Excerpt from a dataset
## START

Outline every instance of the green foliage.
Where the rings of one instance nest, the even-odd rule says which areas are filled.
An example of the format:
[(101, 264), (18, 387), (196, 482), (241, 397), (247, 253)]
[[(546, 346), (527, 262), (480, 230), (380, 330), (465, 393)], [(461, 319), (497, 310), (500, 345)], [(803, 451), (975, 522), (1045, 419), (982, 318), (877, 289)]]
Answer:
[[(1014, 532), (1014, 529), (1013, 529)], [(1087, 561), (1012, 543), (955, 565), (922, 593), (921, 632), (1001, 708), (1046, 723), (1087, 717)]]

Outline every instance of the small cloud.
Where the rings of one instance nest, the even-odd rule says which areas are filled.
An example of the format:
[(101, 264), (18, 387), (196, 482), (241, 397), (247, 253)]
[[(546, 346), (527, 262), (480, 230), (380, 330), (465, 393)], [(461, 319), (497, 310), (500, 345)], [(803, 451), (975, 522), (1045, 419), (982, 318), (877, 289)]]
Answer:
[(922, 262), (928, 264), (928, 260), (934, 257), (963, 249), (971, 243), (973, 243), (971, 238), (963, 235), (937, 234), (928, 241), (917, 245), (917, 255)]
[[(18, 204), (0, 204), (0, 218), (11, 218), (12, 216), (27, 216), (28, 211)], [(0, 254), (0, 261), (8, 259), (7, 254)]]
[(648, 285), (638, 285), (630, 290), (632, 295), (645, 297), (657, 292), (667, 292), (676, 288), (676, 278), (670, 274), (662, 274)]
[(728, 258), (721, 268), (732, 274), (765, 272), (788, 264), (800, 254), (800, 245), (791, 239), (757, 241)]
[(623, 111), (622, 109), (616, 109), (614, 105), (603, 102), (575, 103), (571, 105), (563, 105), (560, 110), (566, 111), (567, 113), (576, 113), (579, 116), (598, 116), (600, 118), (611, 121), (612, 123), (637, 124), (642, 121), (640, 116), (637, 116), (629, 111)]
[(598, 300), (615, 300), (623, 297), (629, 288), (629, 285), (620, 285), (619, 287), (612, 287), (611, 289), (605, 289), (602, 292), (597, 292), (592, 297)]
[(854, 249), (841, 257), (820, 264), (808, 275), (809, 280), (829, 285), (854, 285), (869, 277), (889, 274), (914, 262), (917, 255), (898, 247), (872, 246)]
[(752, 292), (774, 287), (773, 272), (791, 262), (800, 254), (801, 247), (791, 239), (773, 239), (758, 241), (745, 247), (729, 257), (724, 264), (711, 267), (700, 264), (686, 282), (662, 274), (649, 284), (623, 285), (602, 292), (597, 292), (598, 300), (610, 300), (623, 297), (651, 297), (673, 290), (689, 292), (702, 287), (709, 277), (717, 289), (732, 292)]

## END

**Problem:** Reproduce every line of the listing above without any changes.

**Exercise result:**
Outline every instance of the green foliage.
Where the rings of one instance nest, the even-odd rule says which areas are filled.
An example of the format:
[(101, 264), (18, 387), (196, 482), (241, 397), (247, 253)]
[[(546, 346), (527, 262), (480, 230), (380, 330), (465, 393)], [(461, 319), (497, 310), (500, 345)], [(803, 451), (975, 522), (1045, 419), (982, 318), (877, 289)]]
Answer:
[[(1014, 532), (1014, 529), (1013, 529)], [(1087, 561), (1012, 543), (955, 565), (922, 593), (921, 632), (1001, 708), (1046, 723), (1087, 717)]]

Outline every instance of the small cloud.
Where the rings of one instance nest, the even-odd rule says which areas are filled.
An example of the format:
[(101, 264), (18, 387), (196, 482), (241, 397), (247, 253)]
[[(546, 346), (527, 262), (480, 230), (380, 330), (465, 393)], [(461, 319), (497, 310), (500, 345)], [(803, 451), (975, 522), (1045, 419), (982, 318), (877, 289)]]
Answer:
[(922, 262), (928, 264), (928, 260), (934, 257), (963, 249), (971, 243), (973, 243), (971, 238), (963, 235), (937, 234), (928, 241), (917, 245), (917, 255)]
[[(18, 204), (0, 204), (0, 218), (11, 218), (12, 216), (27, 216), (28, 211)], [(0, 254), (0, 261), (8, 259), (7, 254)]]
[(648, 285), (638, 285), (630, 290), (632, 295), (645, 297), (657, 292), (667, 292), (676, 288), (676, 278), (670, 274), (662, 274)]
[(728, 258), (721, 268), (732, 274), (765, 272), (788, 264), (800, 254), (800, 245), (791, 239), (757, 241)]
[(623, 111), (622, 109), (616, 109), (614, 105), (603, 102), (575, 103), (571, 105), (563, 105), (560, 110), (566, 111), (567, 113), (576, 113), (579, 116), (598, 116), (600, 118), (611, 121), (612, 123), (637, 124), (642, 121), (640, 116), (637, 116), (629, 111)]
[(598, 300), (615, 300), (623, 297), (629, 288), (629, 285), (620, 285), (619, 287), (612, 287), (611, 289), (605, 289), (602, 292), (597, 292), (592, 297)]
[(854, 249), (841, 257), (820, 264), (808, 275), (809, 280), (829, 285), (854, 285), (869, 277), (889, 274), (914, 262), (917, 255), (898, 247), (872, 246)]
[(752, 292), (774, 287), (773, 272), (791, 262), (800, 254), (801, 247), (791, 239), (773, 239), (758, 241), (745, 247), (729, 257), (724, 264), (711, 267), (700, 264), (686, 282), (662, 274), (649, 284), (623, 285), (602, 292), (597, 292), (598, 300), (610, 300), (623, 297), (651, 297), (673, 290), (689, 292), (702, 287), (709, 277), (717, 289), (732, 292)]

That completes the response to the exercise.